* [BRIEF]: The records below must be transcribed precisely and in full.

DATA FOR THIS EXERCISE START

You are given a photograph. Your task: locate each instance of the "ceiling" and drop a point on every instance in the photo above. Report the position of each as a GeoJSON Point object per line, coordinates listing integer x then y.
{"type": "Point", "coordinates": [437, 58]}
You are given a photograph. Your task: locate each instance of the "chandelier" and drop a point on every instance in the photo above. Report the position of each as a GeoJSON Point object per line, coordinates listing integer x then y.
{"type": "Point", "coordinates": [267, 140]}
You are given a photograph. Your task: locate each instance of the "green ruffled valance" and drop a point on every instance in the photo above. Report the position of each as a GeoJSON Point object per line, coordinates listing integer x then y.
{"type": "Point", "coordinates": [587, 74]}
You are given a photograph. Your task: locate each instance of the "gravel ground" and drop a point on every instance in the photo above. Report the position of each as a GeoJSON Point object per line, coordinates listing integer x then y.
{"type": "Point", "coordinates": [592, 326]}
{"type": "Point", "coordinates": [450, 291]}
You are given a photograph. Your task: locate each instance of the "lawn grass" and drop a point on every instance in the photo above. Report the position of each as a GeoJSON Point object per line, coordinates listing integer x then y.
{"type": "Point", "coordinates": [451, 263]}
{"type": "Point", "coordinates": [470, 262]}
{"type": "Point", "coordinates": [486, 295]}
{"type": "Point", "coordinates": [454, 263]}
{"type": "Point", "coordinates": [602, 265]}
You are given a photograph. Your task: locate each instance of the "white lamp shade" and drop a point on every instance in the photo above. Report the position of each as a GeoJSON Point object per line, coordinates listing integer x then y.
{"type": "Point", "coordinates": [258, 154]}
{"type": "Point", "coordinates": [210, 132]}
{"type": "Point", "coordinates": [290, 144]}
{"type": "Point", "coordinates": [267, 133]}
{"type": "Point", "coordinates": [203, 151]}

DATA FOR THIS EXERCISE END

* [SOLUTION TO THE PROBLEM]:
You are given a photograph. Your task: locate each instance of the "ceiling" and drop a point on every instance in the photo above. Report the position of each as a GeoJSON Point object per line, coordinates listing integer x then y.
{"type": "Point", "coordinates": [437, 58]}
You are given a photograph. Your task: locate each instance of the "chandelier" and drop a point on every instance in the photo above. Report the position of each as a GeoJSON Point object per line, coordinates listing integer x then y.
{"type": "Point", "coordinates": [267, 140]}
You are given a photograph. Your task: locate each instance of the "green ruffled valance" and drop a point on every instance in the photo above. Report the position of each as a GeoJSON Point object per line, coordinates listing integer x then y.
{"type": "Point", "coordinates": [587, 74]}
You are given a photograph. Your task: locate each instance of the "gravel ground" and drop a point on every instance in the photo above. Report the position of each as a GeoJSON Point object per line, coordinates listing integer x then y.
{"type": "Point", "coordinates": [592, 326]}
{"type": "Point", "coordinates": [450, 291]}
You are given a photograph. Your task: locate each instance of the "lawn grass" and drop a point on every instance in the photo above. Report the position of each as a GeoJSON Point object per line, coordinates listing integer x then y.
{"type": "Point", "coordinates": [451, 263]}
{"type": "Point", "coordinates": [470, 262]}
{"type": "Point", "coordinates": [486, 295]}
{"type": "Point", "coordinates": [454, 263]}
{"type": "Point", "coordinates": [602, 265]}
You are given a photograph. Your task: locate each instance of the "white lamp shade" and drop a point on every instance in the photo above. Report the position of each as a GeoJSON Point object per line, coordinates listing integer x then y.
{"type": "Point", "coordinates": [258, 154]}
{"type": "Point", "coordinates": [210, 132]}
{"type": "Point", "coordinates": [290, 144]}
{"type": "Point", "coordinates": [267, 133]}
{"type": "Point", "coordinates": [203, 151]}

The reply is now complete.